Given request »
Render the data below as a Markdown table with the columns Row and Line, one numbered row per line, skipping blank lines.

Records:
--- START ---
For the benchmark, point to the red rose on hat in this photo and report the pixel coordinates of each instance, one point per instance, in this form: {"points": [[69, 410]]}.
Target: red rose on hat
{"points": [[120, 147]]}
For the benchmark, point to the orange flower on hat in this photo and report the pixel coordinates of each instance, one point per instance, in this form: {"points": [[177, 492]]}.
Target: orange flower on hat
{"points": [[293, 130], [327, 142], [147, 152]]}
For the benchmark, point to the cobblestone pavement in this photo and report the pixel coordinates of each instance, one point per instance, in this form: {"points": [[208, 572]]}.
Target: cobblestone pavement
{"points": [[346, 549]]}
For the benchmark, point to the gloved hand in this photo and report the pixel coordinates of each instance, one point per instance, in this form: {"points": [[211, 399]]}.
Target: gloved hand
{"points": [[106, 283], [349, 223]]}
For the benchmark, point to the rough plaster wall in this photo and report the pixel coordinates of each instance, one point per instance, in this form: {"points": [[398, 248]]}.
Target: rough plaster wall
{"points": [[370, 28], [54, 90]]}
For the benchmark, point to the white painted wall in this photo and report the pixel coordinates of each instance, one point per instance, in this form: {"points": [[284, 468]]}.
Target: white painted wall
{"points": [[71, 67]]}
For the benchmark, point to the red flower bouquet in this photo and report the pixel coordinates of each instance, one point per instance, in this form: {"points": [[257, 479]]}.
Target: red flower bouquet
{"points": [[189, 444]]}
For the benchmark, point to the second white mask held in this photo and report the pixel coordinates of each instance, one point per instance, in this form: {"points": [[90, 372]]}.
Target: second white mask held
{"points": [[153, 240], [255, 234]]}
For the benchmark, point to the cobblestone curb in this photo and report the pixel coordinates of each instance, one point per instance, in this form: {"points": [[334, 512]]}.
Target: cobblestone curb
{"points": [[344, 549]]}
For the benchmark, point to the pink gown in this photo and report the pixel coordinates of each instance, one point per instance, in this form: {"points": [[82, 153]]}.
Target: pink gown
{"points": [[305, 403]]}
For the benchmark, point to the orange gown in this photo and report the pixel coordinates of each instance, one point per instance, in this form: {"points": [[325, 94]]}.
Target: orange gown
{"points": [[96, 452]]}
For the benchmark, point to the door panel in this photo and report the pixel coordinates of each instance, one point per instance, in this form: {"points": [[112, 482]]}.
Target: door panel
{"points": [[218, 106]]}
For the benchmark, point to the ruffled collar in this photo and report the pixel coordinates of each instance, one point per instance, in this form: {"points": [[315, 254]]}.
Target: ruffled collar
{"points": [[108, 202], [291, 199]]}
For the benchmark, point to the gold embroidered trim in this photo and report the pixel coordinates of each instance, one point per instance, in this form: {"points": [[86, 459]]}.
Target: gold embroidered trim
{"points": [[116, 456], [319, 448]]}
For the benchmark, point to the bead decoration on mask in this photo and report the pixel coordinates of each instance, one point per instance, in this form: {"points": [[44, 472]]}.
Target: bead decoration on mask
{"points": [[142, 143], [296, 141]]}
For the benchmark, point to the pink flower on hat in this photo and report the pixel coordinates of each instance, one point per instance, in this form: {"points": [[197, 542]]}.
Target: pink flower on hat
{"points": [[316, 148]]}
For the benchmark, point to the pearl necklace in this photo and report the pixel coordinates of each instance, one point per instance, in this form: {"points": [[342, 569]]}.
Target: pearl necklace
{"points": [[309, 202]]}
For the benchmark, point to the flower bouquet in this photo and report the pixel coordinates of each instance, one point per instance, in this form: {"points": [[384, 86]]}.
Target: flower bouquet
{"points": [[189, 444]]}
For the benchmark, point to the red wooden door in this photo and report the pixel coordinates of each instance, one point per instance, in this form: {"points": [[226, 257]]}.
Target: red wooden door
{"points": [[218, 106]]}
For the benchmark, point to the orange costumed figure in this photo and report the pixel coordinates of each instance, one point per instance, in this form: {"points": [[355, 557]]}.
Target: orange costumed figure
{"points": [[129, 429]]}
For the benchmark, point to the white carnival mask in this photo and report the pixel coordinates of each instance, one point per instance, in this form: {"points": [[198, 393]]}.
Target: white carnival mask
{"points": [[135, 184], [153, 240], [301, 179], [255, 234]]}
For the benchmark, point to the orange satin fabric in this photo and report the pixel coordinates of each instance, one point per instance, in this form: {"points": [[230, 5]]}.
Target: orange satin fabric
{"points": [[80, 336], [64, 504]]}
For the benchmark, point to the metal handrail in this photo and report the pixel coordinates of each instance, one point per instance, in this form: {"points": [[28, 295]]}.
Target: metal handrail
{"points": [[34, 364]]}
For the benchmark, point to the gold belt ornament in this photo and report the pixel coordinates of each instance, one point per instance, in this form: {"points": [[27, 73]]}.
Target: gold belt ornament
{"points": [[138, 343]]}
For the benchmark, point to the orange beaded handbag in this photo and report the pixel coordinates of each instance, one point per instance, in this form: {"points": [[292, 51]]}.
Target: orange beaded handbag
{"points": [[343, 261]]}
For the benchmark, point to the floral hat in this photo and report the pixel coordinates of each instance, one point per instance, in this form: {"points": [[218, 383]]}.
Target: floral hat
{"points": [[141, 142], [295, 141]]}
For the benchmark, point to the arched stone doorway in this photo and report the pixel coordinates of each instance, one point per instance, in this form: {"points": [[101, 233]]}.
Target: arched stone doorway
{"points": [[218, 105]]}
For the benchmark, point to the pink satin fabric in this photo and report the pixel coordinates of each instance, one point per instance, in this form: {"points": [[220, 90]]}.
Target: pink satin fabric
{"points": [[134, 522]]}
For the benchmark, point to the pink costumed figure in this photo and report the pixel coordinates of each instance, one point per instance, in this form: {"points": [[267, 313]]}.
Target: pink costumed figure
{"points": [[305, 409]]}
--- END ---
Output of the exercise »
| Row | Line |
|---|---|
| 1 | For the benchmark, point to the red rose on hat in this photo and report the pixel coordinates of each instance, one point per instance, in this form: {"points": [[69, 410]]}. |
| 2 | Target: red rose on hat |
| 3 | {"points": [[120, 147]]} |
| 4 | For the benchmark, point to the orange flower on hat in this photo and report the pixel coordinates of each instance, one point per instance, in this form: {"points": [[177, 492]]}. |
| 5 | Target: orange flower on hat |
| 6 | {"points": [[293, 130], [327, 142], [147, 152]]} |
| 7 | For the benchmark, point to the cobblestone pavement in this photo and report the pixel coordinates of each instance, one point per instance, in this form: {"points": [[208, 572]]}. |
| 8 | Target: cobblestone pavement |
| 9 | {"points": [[346, 549]]} |
| 10 | For the benchmark, point to the gloved hand in this photo and report the pixel coordinates of each instance, one point per instance, in this form: {"points": [[211, 399]]}. |
| 11 | Target: gloved hand |
| 12 | {"points": [[106, 283], [349, 223]]} |
| 13 | For the benchmark, point to the rough plaster wall in this photo and report the pixel coordinates of each instance, one point per instance, in this form: {"points": [[398, 248]]}. |
| 14 | Target: rough plaster wall |
| 15 | {"points": [[370, 28], [54, 90]]} |
| 16 | For the benchmark, point to the white painted wall in this photo and report the pixel coordinates of each instance, one point per instance, in this form: {"points": [[284, 468]]}. |
| 17 | Target: white painted wall |
| 18 | {"points": [[71, 67]]} |
| 19 | For the benchmark, point to the red flower bouquet in this photo and report the pixel coordinates of each instance, one point per instance, in this form: {"points": [[257, 479]]}. |
| 20 | Target: red flower bouquet |
| 21 | {"points": [[189, 444]]} |
| 22 | For the benchmark, point to the second white mask held in this photo and report the pixel coordinates of each instance, one point per instance, in this form: {"points": [[90, 372]]}. |
| 23 | Target: second white mask held |
| 24 | {"points": [[153, 240], [255, 234]]} |
| 25 | For the benchmark, point to the cobblestone curb in this photo and report the pixel coordinates of each instance, one point per instance, in this form: {"points": [[334, 512]]}. |
| 26 | Target: cobblestone curb |
| 27 | {"points": [[344, 549]]} |
| 28 | For the benchmark, point to the pink gown in this photo and report the pixel coordinates of each instance, one point per instance, in this form: {"points": [[82, 153]]}. |
| 29 | Target: pink gown |
| 30 | {"points": [[305, 403]]} |
| 31 | For the benchmark, point to the orange gown in this photo and report the pixel coordinates of each instance, one point per instance, in this form: {"points": [[325, 94]]}. |
| 32 | Target: orange gown |
| 33 | {"points": [[96, 452]]} |
| 34 | For the benchmark, point to the door panel in this photo and report the pixel coordinates of each instance, one point per instance, in this form: {"points": [[112, 482]]}. |
| 35 | Target: door panel |
| 36 | {"points": [[218, 106]]} |
| 37 | For the benchmark, point to the ruffled collar in this photo and report the pixel coordinates of each instance, one point per instance, in this form: {"points": [[315, 254]]}. |
| 38 | Target: ruffled collar |
| 39 | {"points": [[108, 202], [291, 199]]} |
| 40 | For the benchmark, point to the gold embroidered trim in this photo and report the pixel coordinates of each instance, one point per instance, in this form: {"points": [[86, 459]]}. |
| 41 | Target: gold embroidered trim |
| 42 | {"points": [[116, 456], [319, 448]]} |
| 43 | For the benchmark, point to the bead decoration on mask in this photo and report the pixel coordinates of each instance, one point per instance, in this form: {"points": [[44, 472]]}. |
| 44 | Target: bead decoration on mask |
| 45 | {"points": [[142, 143], [296, 141]]} |
| 46 | For the benchmark, point to the pink flower on hat in this photo and report the pixel coordinates of each instance, one point per instance, in this form: {"points": [[197, 542]]}. |
| 47 | Target: pink flower on hat |
| 48 | {"points": [[316, 148]]} |
| 49 | For the benchmark, point to the pearl necklace in this photo and report the pixel coordinates of each instance, one point per instance, in this form: {"points": [[342, 569]]}. |
| 50 | Target: pearl necklace |
| 51 | {"points": [[309, 202]]} |
| 52 | For the benchmark, point to the flower bouquet in this photo and report the pixel coordinates of each instance, one point per instance, in this form: {"points": [[384, 86]]}. |
| 53 | Target: flower bouquet |
| 54 | {"points": [[189, 444]]} |
| 55 | For the benchmark, point to the red wooden door in this photo and report the pixel coordinates of each instance, one point per instance, in this form: {"points": [[226, 257]]}. |
| 56 | Target: red wooden door |
| 57 | {"points": [[218, 106]]} |
| 58 | For the benchmark, point to the orange costumed figure in this photo and report the pixel coordinates of each instance, one point per instance, in this form: {"points": [[355, 557]]}. |
| 59 | Target: orange costumed figure |
| 60 | {"points": [[129, 429]]} |
| 61 | For the benchmark, point to the white carnival mask in this photo and report the pixel coordinates of each instance, one point per instance, in this form: {"points": [[198, 393]]}. |
| 62 | Target: white carnival mask |
| 63 | {"points": [[135, 184], [153, 240], [301, 179], [255, 234]]} |
| 64 | For the benchmark, point to the orange satin fabric in this photo and report the pixel coordinates of each instance, one point per instance, in this form: {"points": [[230, 5]]}. |
| 65 | Target: orange satin fabric |
| 66 | {"points": [[80, 336], [64, 504]]} |
| 67 | For the benchmark, point to the metal handrail in this photo and report the pixel coordinates of each instance, one point per instance, in this form: {"points": [[28, 295]]}. |
| 68 | Target: metal handrail |
| 69 | {"points": [[34, 364]]} |
| 70 | For the benchmark, point to the gold belt ornament in this photo and report the pixel coordinates of each instance, one point per instance, in this form: {"points": [[27, 73]]}. |
| 71 | Target: gold belt ornament |
| 72 | {"points": [[138, 343]]} |
| 73 | For the benchmark, point to the orange beaded handbag in this photo and report the pixel coordinates of each instance, one point per instance, in this form: {"points": [[292, 51]]}. |
| 74 | Target: orange beaded handbag |
| 75 | {"points": [[343, 261]]} |
| 76 | For the benchmark, point to the floral hat in this photo and report the pixel coordinates of each instance, one point per instance, in this form: {"points": [[218, 383]]}. |
| 77 | Target: floral hat |
| 78 | {"points": [[141, 142], [295, 141]]} |
| 79 | For the benchmark, point to the arched stone doorway in this photo and report the pixel coordinates of each instance, one point per instance, in this form: {"points": [[101, 233]]}. |
| 80 | Target: arched stone doorway |
| 81 | {"points": [[218, 105]]} |
| 82 | For the benchmark, point to the pink satin fabric in this photo and report the pixel coordinates of each instance, one point per instance, in this form: {"points": [[220, 90]]}. |
| 83 | Target: pink satin fabric |
| 84 | {"points": [[134, 522]]} |
| 85 | For the benchmark, point to the pink costumed figure in this photo and report the pixel coordinates of each instance, one point per instance, in this form: {"points": [[267, 313]]}. |
| 86 | Target: pink costumed figure |
| 87 | {"points": [[305, 409]]} |